>> begin INPUT MATERIAL
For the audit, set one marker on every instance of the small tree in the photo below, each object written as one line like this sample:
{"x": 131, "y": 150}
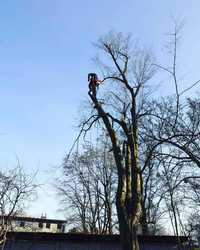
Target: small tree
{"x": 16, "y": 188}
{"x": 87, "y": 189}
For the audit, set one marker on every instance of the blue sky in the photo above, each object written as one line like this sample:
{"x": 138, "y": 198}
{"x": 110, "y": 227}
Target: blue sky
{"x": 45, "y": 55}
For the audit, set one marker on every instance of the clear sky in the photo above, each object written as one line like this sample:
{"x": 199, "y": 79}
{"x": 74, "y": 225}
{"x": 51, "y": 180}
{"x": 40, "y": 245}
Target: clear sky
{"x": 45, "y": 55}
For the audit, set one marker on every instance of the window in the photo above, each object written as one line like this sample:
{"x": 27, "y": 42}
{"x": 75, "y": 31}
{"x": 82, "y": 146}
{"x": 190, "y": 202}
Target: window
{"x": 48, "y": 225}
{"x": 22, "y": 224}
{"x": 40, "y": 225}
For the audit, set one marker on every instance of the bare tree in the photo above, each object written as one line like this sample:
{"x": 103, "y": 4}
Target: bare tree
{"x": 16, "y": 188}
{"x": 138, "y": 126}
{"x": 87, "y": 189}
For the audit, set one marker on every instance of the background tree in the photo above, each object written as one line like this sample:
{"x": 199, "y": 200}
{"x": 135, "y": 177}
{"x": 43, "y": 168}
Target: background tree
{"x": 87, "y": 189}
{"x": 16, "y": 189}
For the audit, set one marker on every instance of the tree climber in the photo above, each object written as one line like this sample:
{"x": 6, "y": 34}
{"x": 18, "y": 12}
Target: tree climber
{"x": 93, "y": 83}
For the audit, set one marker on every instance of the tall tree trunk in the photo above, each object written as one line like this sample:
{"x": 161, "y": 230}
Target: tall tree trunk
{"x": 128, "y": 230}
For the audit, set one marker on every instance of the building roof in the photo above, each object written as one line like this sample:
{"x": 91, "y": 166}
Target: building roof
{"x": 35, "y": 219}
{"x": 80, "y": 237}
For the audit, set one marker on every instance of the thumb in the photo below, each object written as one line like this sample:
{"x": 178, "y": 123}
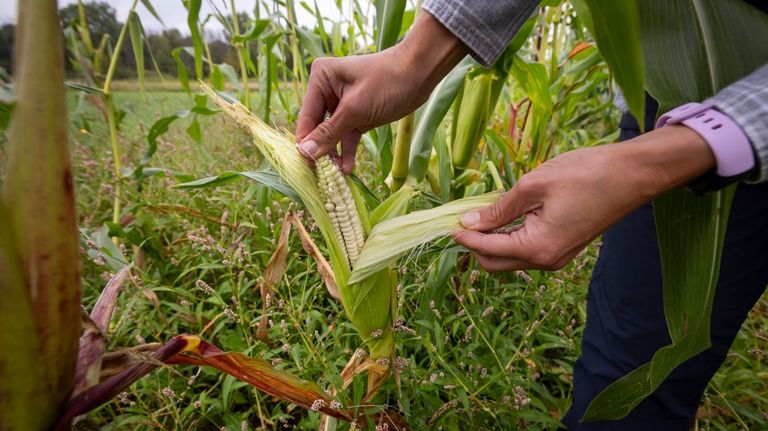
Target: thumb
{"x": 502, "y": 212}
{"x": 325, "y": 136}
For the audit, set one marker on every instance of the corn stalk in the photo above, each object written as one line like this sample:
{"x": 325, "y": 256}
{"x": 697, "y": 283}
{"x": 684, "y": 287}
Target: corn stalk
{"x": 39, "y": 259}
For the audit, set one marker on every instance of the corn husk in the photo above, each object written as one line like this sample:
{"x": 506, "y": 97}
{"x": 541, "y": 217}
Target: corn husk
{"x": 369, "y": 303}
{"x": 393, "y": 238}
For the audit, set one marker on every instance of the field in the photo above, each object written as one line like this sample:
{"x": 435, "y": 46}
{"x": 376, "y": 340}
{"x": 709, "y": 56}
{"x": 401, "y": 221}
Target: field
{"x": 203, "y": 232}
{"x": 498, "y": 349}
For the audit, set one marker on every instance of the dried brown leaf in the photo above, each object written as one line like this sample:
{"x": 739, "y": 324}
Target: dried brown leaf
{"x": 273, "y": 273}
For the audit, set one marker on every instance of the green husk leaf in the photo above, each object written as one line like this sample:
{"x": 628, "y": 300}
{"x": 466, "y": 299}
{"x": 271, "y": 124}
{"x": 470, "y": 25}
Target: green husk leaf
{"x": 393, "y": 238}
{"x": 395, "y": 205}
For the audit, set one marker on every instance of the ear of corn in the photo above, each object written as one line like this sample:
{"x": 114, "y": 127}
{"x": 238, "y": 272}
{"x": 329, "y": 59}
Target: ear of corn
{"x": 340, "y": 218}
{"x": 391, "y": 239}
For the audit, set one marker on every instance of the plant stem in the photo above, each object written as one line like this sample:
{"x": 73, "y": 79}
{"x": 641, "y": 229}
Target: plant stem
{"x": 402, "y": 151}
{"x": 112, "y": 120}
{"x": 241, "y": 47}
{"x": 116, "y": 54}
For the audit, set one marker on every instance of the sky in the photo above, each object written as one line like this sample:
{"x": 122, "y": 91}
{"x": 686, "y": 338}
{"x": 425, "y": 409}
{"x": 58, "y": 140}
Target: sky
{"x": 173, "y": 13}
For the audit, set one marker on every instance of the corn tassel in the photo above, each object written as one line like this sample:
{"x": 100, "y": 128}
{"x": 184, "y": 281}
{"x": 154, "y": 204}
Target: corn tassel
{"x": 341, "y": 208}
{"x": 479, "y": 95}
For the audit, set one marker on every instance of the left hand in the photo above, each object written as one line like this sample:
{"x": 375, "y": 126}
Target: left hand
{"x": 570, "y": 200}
>> end INPUT MATERIAL
* _EXERCISE PROMPT_: Scale the records between the line containing "of the left" and the end of the records, inclusive. Reproduce every one of those lines, requests included, and multiply each coordinate in the answers by 2.25, rounding to the nearest whole number with halves rounded up.

* _SOLUTION TO THIS EXERCISE_:
For the audit, set one marker on every instance of the left hand in the photo above, each object written as one line like this sample:
{"x": 375, "y": 126}
Target: left hand
{"x": 1283, "y": 450}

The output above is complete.